(PROVIDED RECORDS)
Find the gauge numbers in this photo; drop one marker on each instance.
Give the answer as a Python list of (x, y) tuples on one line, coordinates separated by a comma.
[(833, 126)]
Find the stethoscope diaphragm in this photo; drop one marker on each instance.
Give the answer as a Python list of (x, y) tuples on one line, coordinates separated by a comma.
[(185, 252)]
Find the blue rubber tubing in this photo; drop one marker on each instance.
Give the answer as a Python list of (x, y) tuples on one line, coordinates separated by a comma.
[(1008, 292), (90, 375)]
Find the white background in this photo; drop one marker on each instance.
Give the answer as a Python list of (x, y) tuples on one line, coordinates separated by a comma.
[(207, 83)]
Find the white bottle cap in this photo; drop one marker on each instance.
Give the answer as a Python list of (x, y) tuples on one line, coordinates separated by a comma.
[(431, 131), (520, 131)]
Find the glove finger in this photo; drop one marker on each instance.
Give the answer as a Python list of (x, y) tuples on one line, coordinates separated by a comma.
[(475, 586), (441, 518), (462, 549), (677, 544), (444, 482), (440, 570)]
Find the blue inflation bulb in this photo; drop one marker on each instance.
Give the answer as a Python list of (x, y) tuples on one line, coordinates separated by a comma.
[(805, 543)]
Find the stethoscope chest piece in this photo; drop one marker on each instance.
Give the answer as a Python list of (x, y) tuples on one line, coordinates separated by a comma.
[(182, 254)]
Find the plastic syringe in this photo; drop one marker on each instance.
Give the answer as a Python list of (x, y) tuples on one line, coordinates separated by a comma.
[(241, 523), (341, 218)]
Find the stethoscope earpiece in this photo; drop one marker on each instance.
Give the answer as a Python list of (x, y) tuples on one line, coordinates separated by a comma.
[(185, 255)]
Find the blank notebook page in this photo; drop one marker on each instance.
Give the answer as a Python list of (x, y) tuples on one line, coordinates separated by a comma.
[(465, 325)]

(EXERCISE GOAL)
From the records above, extract everything verbatim.

(ANSWER TO THE PROBLEM)
Find the gauge numbers in this photo; drop one marker on each instance.
Give the answer as a Python list of (x, y) tuples on one line, coordinates separated by a comma.
[(833, 126)]
Find the stethoscope diaphragm in this photo; drop one marker on each instance.
Give the answer as a Python list of (x, y) tuples on one line, coordinates separated by a comma.
[(185, 252)]
Find the blue rubber tubing in this photo; drop one marker on each instance.
Give the answer as a Python list of (x, y) tuples on one line, coordinates separated by a comma.
[(1008, 292), (90, 375)]
Find the white background in this photo; drop one marker on each instance.
Give the answer as a Python list of (x, y) tuples on one line, coordinates separated by a comma.
[(207, 83)]
Find the white bottle cap in this photo; drop one marker on each instance.
Give the answer as a Python list of (x, y) tuples on one line, coordinates separated by a comma.
[(431, 131), (520, 131)]
Find the glove finger in this photo; drop one marker on each instance.
Give the answer as a Python list of (x, y) tuples on one line, coordinates separated by a comma.
[(475, 586), (441, 518), (462, 549), (677, 544), (444, 482), (440, 570)]
Find the blue inflation bulb in this photo; drop one marker on each instance.
Give the answer as a Python list of (x, y) tuples on one line, coordinates separated by a comma.
[(805, 543)]
Find the stethoscope chest piece in this photo; drop one marker on each instance.
Give the answer as a Python list of (x, y) tuples on one line, coordinates separated by a comma.
[(182, 254)]
Find the plastic syringe in this photo; drop one marker on each instance.
Give the answer as a Python list of (x, y) tuples on one line, coordinates separated by a comma.
[(241, 523), (341, 218)]
Find the stethoscope earpiece in this photo; drop one marker on each instance.
Give the answer as a Python list of (x, y) tuples on one line, coordinates separated by a comma.
[(185, 255)]
Find the blank notebook page in this photo; drop one marker on each instance.
Give the answer as a Python list of (x, y) tuples on one line, coordinates separated by a comma.
[(465, 325)]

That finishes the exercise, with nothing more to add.